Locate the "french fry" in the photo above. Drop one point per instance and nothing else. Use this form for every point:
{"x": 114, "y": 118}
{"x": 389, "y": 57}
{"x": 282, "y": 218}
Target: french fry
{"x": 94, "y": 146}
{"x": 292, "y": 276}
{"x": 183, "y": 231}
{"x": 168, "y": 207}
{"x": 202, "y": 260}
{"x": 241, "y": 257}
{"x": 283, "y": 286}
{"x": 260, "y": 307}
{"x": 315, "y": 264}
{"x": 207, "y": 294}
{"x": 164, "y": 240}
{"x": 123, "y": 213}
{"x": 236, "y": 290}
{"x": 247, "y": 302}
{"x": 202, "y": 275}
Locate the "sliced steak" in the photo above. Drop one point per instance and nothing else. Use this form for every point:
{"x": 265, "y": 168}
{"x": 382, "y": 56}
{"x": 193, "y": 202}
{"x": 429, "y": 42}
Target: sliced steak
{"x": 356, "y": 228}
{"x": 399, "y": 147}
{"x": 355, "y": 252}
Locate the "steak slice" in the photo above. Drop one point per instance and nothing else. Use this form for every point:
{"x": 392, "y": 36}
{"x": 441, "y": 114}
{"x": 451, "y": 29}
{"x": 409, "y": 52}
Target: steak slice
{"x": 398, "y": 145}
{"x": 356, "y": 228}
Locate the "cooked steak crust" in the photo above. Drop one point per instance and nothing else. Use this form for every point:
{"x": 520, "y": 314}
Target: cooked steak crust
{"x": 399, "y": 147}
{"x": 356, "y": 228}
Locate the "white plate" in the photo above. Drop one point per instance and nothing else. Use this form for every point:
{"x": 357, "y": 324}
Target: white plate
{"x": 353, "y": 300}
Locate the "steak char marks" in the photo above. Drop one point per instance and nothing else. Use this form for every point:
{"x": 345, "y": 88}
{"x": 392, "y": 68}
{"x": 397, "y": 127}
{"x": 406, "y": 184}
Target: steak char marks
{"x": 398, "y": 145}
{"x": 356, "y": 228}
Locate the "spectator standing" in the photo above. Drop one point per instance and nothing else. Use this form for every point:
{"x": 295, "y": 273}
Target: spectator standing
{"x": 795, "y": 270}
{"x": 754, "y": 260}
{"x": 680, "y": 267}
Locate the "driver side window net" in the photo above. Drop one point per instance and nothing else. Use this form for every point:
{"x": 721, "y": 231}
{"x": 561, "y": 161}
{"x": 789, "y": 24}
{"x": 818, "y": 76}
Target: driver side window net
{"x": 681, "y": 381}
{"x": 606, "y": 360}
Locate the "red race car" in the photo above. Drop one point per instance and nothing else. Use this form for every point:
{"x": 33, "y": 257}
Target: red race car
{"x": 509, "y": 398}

══════

# What is expected:
Return every line of the entries above that the string "Locate" appears in.

# Answer below:
Locate the "french fry" in the photo above. Drop one point per instance and nothing else. Use this form for every point:
Locate the "sliced steak" in the photo above. Drop one point per instance and nothing else. Use this form for every point:
Locate the "steak slice" in the photo above. Drop one point per instance and nothing else. Use this form for every point:
Locate the "cooked steak crust" in the photo above. Drop one point per instance and nothing else. Use this form for every point:
Locate the "white plate" in the photo above. Drop one point per instance and nothing else. Use this form for every point:
Locate the "steak char marks" in the photo above. Drop one point per instance and nothing else. Use this form for every point:
Locate the "spectator standing" in the photo above. Drop one point per instance and nothing else. Use this form for every point:
Locate the "driver side window net" in the photo above. Drop one point per instance and nothing else. Use this form for every point:
Locate the "red race car" in the photo above. Drop one point per instance and nothing else. Use this form for every point:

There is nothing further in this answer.